Given instruction: Can you print the data below verbatim, starting at the line that contains "like [270, 249]." and ending with the final line of the data?

[Object position labeling data]
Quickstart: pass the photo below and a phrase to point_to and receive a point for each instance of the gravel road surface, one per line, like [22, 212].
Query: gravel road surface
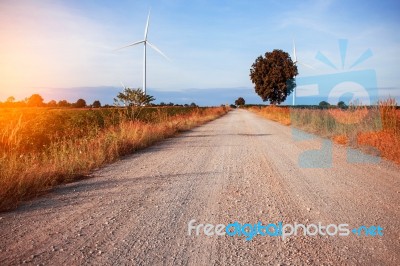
[241, 168]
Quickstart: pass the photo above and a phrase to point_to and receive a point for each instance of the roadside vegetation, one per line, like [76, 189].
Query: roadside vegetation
[356, 126]
[41, 147]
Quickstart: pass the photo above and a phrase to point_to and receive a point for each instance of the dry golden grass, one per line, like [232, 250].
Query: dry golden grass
[31, 162]
[377, 127]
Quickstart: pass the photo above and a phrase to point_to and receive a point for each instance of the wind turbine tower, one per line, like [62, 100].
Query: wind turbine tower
[145, 43]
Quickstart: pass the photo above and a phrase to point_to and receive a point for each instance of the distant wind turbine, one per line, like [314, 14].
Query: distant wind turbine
[295, 62]
[145, 42]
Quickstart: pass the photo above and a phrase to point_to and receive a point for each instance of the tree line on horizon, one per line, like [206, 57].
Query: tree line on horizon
[36, 100]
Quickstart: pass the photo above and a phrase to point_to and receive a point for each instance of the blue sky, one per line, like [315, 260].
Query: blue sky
[62, 49]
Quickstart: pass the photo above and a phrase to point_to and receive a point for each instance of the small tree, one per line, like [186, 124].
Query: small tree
[35, 100]
[133, 97]
[273, 76]
[63, 103]
[342, 105]
[10, 99]
[324, 105]
[80, 103]
[240, 101]
[52, 103]
[96, 104]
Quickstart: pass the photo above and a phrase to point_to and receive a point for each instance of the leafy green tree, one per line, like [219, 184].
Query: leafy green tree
[273, 76]
[324, 105]
[96, 104]
[240, 101]
[133, 97]
[35, 100]
[52, 103]
[63, 103]
[80, 103]
[342, 105]
[10, 99]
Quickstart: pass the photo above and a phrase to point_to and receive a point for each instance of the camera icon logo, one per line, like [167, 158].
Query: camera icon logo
[357, 88]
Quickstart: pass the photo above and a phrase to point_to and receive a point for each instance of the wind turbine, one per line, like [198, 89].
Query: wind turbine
[295, 62]
[145, 42]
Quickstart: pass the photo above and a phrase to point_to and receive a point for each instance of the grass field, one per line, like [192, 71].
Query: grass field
[359, 127]
[43, 147]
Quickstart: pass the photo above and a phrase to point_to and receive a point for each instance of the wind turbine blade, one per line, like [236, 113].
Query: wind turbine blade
[306, 65]
[132, 44]
[158, 50]
[147, 27]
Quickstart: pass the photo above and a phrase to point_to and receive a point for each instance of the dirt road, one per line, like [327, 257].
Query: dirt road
[241, 168]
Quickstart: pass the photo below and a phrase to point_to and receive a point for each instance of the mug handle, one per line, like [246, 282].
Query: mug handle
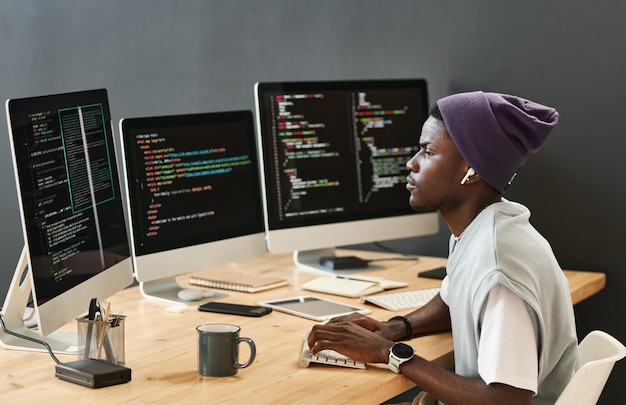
[252, 352]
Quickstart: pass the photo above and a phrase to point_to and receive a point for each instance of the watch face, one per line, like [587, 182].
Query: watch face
[402, 350]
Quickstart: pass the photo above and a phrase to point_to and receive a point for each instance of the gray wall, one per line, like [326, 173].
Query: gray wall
[167, 57]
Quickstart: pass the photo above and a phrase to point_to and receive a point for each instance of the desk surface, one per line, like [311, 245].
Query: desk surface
[161, 349]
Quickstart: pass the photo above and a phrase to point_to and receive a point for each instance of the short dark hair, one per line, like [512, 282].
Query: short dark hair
[435, 113]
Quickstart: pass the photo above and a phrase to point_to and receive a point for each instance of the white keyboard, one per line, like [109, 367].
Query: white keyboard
[403, 300]
[330, 357]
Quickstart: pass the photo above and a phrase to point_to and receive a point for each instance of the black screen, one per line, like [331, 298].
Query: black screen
[191, 179]
[336, 151]
[69, 188]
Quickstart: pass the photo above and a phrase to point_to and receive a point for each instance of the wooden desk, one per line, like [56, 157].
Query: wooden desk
[161, 350]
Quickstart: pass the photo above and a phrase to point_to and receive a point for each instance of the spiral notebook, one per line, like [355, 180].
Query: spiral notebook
[235, 281]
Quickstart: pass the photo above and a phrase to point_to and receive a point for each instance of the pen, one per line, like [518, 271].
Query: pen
[375, 280]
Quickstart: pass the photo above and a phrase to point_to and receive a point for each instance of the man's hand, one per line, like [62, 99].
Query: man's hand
[356, 336]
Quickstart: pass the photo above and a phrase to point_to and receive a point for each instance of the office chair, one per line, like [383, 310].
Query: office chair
[598, 353]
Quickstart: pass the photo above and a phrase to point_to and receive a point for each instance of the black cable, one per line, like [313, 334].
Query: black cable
[41, 342]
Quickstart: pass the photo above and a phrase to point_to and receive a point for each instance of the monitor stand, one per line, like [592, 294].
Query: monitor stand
[311, 260]
[166, 290]
[13, 310]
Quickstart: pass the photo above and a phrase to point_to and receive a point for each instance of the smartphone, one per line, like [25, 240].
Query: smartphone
[438, 273]
[234, 309]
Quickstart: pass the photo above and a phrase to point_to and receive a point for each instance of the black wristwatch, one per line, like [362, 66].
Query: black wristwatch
[399, 353]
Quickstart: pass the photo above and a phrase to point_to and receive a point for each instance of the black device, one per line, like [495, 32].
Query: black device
[438, 273]
[343, 262]
[234, 309]
[93, 373]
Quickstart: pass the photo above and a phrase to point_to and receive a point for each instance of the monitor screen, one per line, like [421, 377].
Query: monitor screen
[76, 244]
[334, 159]
[194, 196]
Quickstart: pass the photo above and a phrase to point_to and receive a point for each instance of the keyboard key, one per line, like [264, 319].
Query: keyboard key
[402, 300]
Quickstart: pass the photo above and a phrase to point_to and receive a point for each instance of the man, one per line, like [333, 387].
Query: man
[505, 297]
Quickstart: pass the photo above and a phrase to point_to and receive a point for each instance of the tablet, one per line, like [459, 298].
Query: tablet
[318, 309]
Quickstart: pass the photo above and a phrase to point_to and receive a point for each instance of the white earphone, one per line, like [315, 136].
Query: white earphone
[470, 172]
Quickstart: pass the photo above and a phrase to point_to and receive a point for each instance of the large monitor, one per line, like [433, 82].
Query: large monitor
[333, 161]
[194, 196]
[76, 244]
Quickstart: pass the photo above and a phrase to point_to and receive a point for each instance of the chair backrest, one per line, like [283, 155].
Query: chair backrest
[598, 353]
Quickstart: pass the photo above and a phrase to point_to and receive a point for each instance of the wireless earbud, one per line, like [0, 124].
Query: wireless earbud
[470, 172]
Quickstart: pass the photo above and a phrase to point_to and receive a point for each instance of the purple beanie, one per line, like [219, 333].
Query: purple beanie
[495, 132]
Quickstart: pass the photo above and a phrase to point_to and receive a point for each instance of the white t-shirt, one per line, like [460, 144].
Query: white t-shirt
[507, 350]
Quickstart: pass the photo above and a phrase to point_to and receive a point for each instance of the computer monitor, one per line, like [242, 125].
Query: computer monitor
[76, 244]
[194, 196]
[333, 163]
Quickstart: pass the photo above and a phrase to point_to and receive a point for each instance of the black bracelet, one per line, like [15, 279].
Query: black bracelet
[407, 323]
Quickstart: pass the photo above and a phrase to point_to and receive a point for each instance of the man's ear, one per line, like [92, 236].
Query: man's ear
[470, 172]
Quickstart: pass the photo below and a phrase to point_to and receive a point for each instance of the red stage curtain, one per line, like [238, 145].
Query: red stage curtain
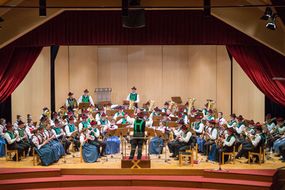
[162, 28]
[15, 64]
[261, 64]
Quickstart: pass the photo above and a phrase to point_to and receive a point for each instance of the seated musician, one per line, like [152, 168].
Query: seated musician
[276, 133]
[182, 142]
[138, 133]
[281, 134]
[126, 120]
[269, 121]
[70, 102]
[133, 96]
[239, 128]
[254, 141]
[72, 133]
[165, 107]
[120, 113]
[84, 123]
[46, 154]
[221, 120]
[156, 143]
[211, 136]
[104, 121]
[198, 127]
[228, 143]
[210, 115]
[95, 132]
[23, 139]
[89, 151]
[232, 122]
[86, 98]
[56, 139]
[112, 142]
[11, 138]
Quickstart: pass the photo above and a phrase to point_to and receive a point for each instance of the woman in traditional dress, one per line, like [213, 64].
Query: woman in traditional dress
[89, 151]
[46, 154]
[112, 142]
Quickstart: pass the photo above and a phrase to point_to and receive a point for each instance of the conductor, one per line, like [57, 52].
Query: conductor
[138, 134]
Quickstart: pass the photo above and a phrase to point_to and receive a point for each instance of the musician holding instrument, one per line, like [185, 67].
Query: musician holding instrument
[211, 136]
[198, 127]
[181, 142]
[70, 102]
[72, 133]
[253, 142]
[134, 97]
[137, 133]
[86, 98]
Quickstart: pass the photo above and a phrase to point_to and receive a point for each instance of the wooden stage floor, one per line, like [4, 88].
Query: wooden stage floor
[73, 161]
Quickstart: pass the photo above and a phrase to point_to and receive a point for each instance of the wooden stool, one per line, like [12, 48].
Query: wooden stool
[9, 153]
[260, 154]
[36, 158]
[230, 154]
[188, 154]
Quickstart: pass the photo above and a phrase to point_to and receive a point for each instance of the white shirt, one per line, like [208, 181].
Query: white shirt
[185, 137]
[231, 142]
[67, 131]
[256, 140]
[90, 100]
[138, 98]
[8, 138]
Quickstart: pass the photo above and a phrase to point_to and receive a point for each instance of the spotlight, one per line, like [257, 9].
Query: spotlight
[132, 14]
[42, 8]
[271, 22]
[207, 8]
[267, 14]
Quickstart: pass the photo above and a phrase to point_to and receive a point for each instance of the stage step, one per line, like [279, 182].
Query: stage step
[252, 175]
[127, 180]
[19, 173]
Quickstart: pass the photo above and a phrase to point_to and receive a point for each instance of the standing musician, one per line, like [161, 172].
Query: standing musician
[86, 98]
[133, 96]
[138, 132]
[211, 136]
[198, 127]
[228, 143]
[70, 102]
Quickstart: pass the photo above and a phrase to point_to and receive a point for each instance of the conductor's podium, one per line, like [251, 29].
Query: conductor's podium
[135, 163]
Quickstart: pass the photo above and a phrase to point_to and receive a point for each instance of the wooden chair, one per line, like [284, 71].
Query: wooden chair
[9, 153]
[36, 158]
[260, 154]
[188, 154]
[230, 154]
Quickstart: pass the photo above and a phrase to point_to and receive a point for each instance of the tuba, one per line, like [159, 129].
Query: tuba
[191, 102]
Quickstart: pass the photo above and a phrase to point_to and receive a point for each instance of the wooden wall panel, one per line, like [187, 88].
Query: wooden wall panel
[34, 91]
[83, 69]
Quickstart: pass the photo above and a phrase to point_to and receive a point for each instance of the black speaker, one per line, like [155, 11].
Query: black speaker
[134, 19]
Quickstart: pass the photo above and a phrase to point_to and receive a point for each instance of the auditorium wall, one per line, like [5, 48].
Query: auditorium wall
[158, 72]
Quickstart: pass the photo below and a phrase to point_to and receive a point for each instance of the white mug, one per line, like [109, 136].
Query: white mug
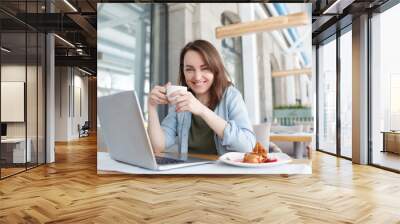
[171, 89]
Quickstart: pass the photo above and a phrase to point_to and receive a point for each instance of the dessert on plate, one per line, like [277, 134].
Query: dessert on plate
[258, 155]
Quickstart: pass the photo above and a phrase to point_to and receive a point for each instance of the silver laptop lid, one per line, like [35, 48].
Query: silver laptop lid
[122, 127]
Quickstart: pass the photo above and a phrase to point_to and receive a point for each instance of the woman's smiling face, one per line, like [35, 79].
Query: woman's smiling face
[198, 76]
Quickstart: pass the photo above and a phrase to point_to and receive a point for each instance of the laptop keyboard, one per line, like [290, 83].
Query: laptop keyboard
[165, 160]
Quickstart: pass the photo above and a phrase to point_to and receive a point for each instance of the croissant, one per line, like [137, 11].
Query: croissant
[259, 155]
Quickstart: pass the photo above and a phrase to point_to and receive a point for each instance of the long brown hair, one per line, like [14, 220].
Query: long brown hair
[213, 61]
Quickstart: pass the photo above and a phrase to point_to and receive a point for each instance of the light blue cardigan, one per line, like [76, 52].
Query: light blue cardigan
[238, 133]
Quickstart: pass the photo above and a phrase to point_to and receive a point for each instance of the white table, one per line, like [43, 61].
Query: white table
[106, 165]
[19, 155]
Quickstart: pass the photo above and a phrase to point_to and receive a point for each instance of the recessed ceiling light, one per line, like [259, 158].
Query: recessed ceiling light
[71, 6]
[64, 40]
[5, 50]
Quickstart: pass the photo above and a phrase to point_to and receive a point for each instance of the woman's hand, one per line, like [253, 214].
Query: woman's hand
[158, 95]
[185, 101]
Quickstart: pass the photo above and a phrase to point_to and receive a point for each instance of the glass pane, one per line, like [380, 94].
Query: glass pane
[327, 97]
[41, 99]
[123, 46]
[31, 100]
[386, 89]
[13, 87]
[346, 94]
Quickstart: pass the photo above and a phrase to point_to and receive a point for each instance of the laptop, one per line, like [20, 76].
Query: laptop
[123, 131]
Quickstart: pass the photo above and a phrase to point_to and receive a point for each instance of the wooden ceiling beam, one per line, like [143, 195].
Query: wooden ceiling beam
[272, 23]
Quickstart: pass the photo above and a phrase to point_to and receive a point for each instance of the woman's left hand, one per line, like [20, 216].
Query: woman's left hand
[185, 101]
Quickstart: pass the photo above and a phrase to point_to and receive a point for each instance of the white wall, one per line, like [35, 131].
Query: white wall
[69, 84]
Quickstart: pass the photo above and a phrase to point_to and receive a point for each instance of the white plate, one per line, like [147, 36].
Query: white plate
[235, 158]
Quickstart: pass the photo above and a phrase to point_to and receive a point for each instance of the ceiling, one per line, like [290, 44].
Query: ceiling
[76, 22]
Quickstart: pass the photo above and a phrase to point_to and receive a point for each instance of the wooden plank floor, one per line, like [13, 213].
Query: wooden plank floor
[70, 191]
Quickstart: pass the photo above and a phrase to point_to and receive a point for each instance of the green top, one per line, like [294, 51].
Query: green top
[201, 137]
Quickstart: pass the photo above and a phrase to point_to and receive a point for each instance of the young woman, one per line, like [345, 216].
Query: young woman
[210, 117]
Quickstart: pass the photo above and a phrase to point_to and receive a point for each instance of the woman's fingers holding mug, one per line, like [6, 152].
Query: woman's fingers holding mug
[160, 95]
[157, 100]
[178, 93]
[182, 106]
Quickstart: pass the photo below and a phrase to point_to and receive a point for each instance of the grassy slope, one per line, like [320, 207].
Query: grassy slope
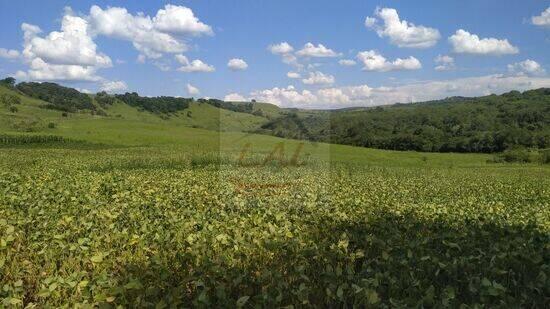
[215, 130]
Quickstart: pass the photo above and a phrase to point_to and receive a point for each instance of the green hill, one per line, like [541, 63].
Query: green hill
[485, 124]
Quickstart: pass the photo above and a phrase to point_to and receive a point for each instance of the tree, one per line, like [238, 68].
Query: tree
[8, 82]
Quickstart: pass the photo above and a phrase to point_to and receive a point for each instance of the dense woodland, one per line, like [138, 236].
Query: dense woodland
[485, 124]
[158, 105]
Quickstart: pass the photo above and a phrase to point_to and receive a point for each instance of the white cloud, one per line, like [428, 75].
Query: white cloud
[84, 90]
[347, 62]
[281, 48]
[9, 53]
[72, 45]
[179, 20]
[234, 97]
[543, 19]
[237, 64]
[401, 32]
[333, 95]
[67, 55]
[152, 37]
[320, 51]
[318, 78]
[444, 63]
[467, 43]
[373, 61]
[293, 75]
[285, 50]
[529, 67]
[192, 90]
[193, 66]
[114, 86]
[363, 95]
[280, 96]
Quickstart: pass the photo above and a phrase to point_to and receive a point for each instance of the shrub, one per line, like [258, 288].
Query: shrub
[544, 156]
[517, 154]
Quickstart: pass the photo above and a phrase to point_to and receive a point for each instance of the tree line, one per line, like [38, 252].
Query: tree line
[484, 124]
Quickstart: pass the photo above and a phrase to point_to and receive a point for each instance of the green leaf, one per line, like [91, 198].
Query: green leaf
[372, 296]
[241, 301]
[97, 258]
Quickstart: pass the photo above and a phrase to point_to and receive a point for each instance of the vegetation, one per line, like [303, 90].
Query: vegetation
[104, 99]
[156, 105]
[236, 107]
[7, 139]
[149, 227]
[486, 124]
[58, 97]
[189, 211]
[9, 100]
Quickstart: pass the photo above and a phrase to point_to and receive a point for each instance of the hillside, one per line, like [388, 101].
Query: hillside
[481, 125]
[485, 124]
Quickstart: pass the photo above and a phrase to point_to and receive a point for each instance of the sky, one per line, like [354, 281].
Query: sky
[308, 54]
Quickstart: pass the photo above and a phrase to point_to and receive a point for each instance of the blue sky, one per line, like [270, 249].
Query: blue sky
[504, 45]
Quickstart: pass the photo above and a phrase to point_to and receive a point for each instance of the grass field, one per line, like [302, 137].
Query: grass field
[145, 212]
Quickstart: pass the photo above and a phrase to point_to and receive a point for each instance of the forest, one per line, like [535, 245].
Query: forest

Full answer:
Quickstart: pass the photo above and a phrase to point_to and receive a point for each instance of the blue sky, one per line, like [270, 249].
Query: blue sky
[504, 45]
Quickstart: pass the photo above and a phrase to point_to and receive a point for each instance of the grass field, one per line, like [302, 137].
Query: grass field
[145, 212]
Quickstart: pass the photo above and a phrase to point_to and receive a point for each instance of the forest, one per line, like [535, 245].
Query: forest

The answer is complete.